━━━ GIVEN PASSAGE ━━━

Just a child...
(by Lady Death from Romania)

... A kid. That's what I actually am. Just a kid. Or at least, so everybody
thinks.
No, I'm not saying that I am 'mature', or, worse, an 'adult'. I hate to be
labeled, and placed in a category, regardless of its nature. But NO. I'm not a
kid anymore. I can't be. I'm evolving too, right? How, or where am I going to
evolve, I don't know. And, frankly, I don't care too much. I'll know when' I'll
get there.
But maybe the world is right as to judge me as just a kid: insecure, naďve, a
bit of a dreamer... Maybe I AM just a kid. Nothing more.
And, admitting that I was nothing but a kid, HOW can I evolve if everyone keeps
setting me limits and restrictions? The restrictions of the AGE. Because kids
are 'naďve' and 'don't know the world' - isn't that what they say? And you are
locked in this cage , and restricted by a word that used to define you, a while
ago, but that now you end up to loathe. You think of yourself as stigmatized,
and see childhood as 'the cross you're damned to carry'.
Frankly, I see it as a psychological boundary being considered 'just a kid', and
being treated accordingly - I see it as a sacrilege against ME as an INDIVIDUAL.
And, like everything in this world, the notion of 'maturity' is relative. But
Man judges first what he SEES, then what he HEARS, and only then what he THINKS;
and his judgement is always too shallow. This way, you'll always be labeled up,
and treated accordingly.
Prejudices rule the world, therefore stigmatizing will go on for a long time...
And over and over again, you'll be labeled as something, and put in a category,
like sheep in a herd, in an unconscious attempt of uniformization. And you'll be
treated with respect, coldness or indifference, because of stupid criteria and
absurd laws.

━━━ DATA FOR ANALYSIS ━━━

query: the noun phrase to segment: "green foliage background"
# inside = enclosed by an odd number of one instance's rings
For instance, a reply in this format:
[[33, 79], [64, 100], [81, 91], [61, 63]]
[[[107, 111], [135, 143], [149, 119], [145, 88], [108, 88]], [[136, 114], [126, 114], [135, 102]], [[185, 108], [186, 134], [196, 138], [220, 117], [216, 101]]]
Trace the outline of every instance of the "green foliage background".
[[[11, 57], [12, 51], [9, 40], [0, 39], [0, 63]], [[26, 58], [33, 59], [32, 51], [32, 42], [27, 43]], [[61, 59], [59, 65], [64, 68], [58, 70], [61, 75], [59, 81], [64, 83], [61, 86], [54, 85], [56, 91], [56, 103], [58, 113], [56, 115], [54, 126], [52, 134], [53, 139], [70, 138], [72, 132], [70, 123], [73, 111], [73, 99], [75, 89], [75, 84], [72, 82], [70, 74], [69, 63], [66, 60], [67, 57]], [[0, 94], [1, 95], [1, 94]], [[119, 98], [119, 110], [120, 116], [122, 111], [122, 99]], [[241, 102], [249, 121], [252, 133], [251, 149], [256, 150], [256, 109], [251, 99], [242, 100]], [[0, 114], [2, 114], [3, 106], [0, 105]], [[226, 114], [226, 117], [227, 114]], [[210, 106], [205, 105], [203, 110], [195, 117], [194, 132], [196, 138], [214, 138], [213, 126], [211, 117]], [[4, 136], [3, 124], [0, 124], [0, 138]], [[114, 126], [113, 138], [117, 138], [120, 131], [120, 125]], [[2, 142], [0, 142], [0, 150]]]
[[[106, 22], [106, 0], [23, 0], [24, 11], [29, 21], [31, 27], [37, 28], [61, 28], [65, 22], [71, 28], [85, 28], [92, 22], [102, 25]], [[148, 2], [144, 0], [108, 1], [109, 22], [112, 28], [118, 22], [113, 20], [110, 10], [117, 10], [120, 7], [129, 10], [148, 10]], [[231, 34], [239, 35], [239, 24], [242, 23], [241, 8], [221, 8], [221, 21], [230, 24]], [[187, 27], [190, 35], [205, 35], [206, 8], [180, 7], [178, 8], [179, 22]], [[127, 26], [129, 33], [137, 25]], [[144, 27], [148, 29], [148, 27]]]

━━━

* PARTS OF THE EXERCISE
[1] According to the essay, what does Man judge first?
[2] Return the passage of the essay starting at "But maybe the" and ending at "as an INDIVIDUAL.", copied word for word.

* RESULTS FOR EACH TASK
[1] What he sees.

[2]
But maybe the world is right as to judge me as just a kid: insecure, naďve, a
bit of a dreamer... Maybe I AM just a kid. Nothing more.
And, admitting that I was nothing but a kid, HOW can I evolve if everyone keeps
setting me limits and restrictions? The restrictions of the AGE. Because kids
are 'naďve' and 'don't know the world' - isn't that what they say? And you are
locked in this cage , and restricted by a word that used to define you, a while
ago, but that now you end up to loathe. You think of yourself as stigmatized,
and see childhood as 'the cross you're damned to carry'.
Frankly, I see it as a psychological boundary being considered 'just a kid', and
being treated accordingly - I see it as a sacrilege against ME as an INDIVIDUAL.